_Extract to read_.

In summary, we conclude that the instant case is not moot and that the Secretary’s authority extends to challenging the results of all five positions affected by District 146’s nomination procedure. While there are a number of employers, there is only one union involved and it is that one union’s procedure which is at issue. The district court’s grant of the motion for summary judgment is reversed, and the case is remanded for proceedings consistent with this opinion.
REVERSED AND REMANDED.

. E.g. a local which had no members who were employed by Taca International Airlines was not entitled to nominate a candidate for the Taca EBM position.

. Some of the locals’ rules of procedure enabled members who were unable to attend the nomination election the opportunity to participate to some degree in the nomination process. Local 597, for example, allowed non-attending members to submit by mail names of persons to be included in the pool of candidates eligible to be that local’s nominee for a particular office. However, only those members present at the union meeting voted in the nomination election, and the winner of the election became that local’s nominee. Since the non-attending members did not vote in their local’s nomination election, they could participate in the nomination process only in a highly restricted way.

. For example, sixteen of the twenty-seven candidates for office in the general election, including the complainant’s opponent, were ineligible to run for office, fifty of the union members who voted in the general election were ineligible to vote, and sixty of the members who voted in the runoff election were ineligible to vote. 389 U.S. at 481, 88 S.Ct. at 641.

. The unrealistic nature of this position is best illustrated by the union’s response to the following question at oral argument:
Q. [By the Court] It seems to be your position that even if the United States Supreme Court decided that [District 146’s nomination procedure] was invalid, it would apply only to Continental, and that even though [the procedure] had been declared in violation of the Landrum-Griffin Act, the union would be free to continue its practice with respect to all of its other airlines until some member of those airlines complained?
A. [Counsel for District 146] Yes, that’s correct.

(Point-per-instance localization data)
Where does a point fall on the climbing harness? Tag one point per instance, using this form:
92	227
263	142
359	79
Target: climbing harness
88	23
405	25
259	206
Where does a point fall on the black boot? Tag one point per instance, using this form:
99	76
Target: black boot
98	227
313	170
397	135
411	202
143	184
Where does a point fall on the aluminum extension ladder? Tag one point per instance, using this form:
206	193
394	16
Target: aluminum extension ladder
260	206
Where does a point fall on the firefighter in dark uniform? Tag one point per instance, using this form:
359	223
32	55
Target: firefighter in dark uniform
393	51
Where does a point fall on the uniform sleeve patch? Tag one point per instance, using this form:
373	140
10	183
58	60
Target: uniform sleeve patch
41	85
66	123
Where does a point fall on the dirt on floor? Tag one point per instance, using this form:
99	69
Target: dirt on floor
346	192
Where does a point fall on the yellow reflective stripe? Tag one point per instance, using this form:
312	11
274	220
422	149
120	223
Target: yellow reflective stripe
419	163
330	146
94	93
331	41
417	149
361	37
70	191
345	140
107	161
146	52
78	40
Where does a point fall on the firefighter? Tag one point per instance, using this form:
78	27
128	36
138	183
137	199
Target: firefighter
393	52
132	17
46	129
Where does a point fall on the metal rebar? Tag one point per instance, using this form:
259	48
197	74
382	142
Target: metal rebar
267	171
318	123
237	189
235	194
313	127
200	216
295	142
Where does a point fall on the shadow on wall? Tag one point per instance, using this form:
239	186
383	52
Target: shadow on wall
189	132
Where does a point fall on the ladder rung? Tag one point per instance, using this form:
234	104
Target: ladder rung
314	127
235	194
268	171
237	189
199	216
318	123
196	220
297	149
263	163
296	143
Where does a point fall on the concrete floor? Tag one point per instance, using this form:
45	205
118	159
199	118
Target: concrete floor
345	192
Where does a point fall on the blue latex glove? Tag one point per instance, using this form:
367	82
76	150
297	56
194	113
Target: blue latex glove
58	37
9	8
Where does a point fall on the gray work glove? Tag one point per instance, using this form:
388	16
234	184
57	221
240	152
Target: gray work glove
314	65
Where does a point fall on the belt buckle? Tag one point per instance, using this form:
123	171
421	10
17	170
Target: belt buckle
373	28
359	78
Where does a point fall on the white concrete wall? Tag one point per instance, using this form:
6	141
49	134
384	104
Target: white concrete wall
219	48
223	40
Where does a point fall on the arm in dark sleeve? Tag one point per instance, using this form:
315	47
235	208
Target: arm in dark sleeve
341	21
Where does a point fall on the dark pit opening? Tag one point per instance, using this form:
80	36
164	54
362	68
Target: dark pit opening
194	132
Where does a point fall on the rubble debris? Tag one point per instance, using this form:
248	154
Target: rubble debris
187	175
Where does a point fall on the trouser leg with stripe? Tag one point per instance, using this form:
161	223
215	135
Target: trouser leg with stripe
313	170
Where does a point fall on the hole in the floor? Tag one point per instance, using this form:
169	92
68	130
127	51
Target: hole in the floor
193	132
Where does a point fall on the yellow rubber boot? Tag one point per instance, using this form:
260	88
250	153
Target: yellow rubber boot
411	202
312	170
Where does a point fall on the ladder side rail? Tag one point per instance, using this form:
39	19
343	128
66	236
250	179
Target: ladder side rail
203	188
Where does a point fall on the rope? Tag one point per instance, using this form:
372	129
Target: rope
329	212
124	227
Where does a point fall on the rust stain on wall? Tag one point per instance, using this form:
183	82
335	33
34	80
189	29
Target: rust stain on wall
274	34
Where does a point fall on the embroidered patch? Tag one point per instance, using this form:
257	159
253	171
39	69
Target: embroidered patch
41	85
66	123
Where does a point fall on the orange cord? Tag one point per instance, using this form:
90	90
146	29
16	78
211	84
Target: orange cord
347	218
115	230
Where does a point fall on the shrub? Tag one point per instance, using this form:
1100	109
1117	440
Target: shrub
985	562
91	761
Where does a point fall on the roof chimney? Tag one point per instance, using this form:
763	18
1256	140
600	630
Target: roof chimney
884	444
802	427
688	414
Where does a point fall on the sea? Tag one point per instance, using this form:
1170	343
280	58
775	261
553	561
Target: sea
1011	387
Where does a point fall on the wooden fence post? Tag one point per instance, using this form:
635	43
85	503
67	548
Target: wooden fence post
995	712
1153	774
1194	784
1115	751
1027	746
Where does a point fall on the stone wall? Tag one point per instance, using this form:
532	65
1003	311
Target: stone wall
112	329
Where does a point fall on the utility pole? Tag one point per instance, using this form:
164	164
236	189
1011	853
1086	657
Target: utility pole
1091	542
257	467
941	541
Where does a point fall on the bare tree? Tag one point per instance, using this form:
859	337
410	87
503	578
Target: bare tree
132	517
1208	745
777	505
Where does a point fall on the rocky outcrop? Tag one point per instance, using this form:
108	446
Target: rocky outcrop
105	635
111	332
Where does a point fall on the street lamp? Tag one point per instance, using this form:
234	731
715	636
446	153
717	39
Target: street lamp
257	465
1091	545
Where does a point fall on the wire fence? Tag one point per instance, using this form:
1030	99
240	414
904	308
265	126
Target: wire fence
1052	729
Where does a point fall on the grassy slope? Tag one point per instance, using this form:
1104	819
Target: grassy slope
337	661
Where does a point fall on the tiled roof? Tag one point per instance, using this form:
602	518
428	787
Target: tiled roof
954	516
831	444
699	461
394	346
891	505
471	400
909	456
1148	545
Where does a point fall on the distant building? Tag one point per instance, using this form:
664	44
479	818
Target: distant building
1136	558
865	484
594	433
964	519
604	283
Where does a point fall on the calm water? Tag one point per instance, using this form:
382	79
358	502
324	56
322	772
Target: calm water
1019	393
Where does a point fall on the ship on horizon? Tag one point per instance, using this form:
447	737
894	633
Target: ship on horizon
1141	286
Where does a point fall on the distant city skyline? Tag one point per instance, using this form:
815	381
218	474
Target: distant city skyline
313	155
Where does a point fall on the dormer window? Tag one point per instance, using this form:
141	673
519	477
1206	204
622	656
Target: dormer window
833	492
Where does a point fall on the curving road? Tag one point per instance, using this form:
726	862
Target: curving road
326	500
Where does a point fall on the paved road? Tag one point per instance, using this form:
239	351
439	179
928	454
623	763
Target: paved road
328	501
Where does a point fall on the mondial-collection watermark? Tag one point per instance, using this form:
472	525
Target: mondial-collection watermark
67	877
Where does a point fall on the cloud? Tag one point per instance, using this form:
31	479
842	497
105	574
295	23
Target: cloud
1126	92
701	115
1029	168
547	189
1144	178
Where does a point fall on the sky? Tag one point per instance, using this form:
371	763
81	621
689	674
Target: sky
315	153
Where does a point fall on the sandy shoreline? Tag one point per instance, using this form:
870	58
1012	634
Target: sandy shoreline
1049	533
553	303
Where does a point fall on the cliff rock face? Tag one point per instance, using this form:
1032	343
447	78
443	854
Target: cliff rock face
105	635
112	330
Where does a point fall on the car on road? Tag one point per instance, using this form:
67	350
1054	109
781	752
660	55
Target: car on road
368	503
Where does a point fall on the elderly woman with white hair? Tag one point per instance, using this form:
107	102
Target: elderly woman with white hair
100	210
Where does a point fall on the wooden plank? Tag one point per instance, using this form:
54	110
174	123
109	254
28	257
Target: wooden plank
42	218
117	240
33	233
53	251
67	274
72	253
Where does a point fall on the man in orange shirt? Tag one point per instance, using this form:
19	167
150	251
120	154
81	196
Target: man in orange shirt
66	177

_Set of tasks_.
1 – Answer these questions using the court opinion excerpt:
(a) What happened to the district court's grant of the motion for summary judgment?
(b) Which local allowed members who did not attend to submit names by mail?
(c) How many of the twenty-seven candidates for office in the general election were ineligible to run?
2 – Quote the court opinion excerpt between "In summary, we" and "REVERSED AND REMANDED.", inclusive.
None of the tasks involves the items.

_Answers per task_.
1 –
(a) It was reversed.
(b) Local 597.
(c) Sixteen.

2 –
In summary, we conclude that the instant case is not moot and that the Secretary’s authority extends to challenging the results of all five positions affected by District 146’s nomination procedure. While there are a number of employers, there is only one union involved and it is that one union’s procedure which is at issue. The district court’s grant of the motion for summary judgment is reversed, and the case is remanded for proceedings consistent with this opinion.
REVERSED AND REMANDED.